RECORDS SHOWN:
--------------------------------
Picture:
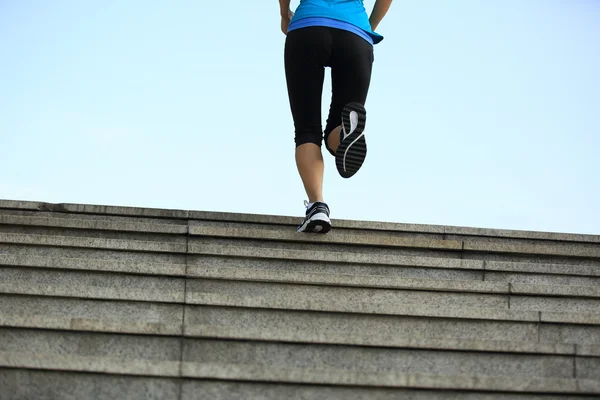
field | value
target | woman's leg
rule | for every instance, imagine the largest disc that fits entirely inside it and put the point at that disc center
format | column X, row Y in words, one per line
column 351, row 67
column 306, row 54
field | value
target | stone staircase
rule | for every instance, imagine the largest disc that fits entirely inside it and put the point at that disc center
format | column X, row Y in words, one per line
column 102, row 302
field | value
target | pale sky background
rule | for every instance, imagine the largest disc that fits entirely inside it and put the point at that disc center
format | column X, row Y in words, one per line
--------------------------------
PROBLEM DESCRIPTION:
Please pull out every line of the data above, word for word, and leave the pictures out of your answer.

PROBLEM SOLUTION:
Picture:
field | value
target | woman's leg
rule | for every instance, imagine the largest disc that fits entirely inside it and put the point at that disc center
format | column X, row Y in words, one per line
column 351, row 67
column 306, row 54
field | value
target | stone staircase
rule | for every instance, imagine the largest disc that fits entirely inside it and put the point at that disc center
format | column X, row Y in words, one per line
column 102, row 302
field | value
target | pale sky background
rule | for every instance, imagine the largest disc that fits entirely inside it and put the point at that disc center
format | column X, row Y in words, one per line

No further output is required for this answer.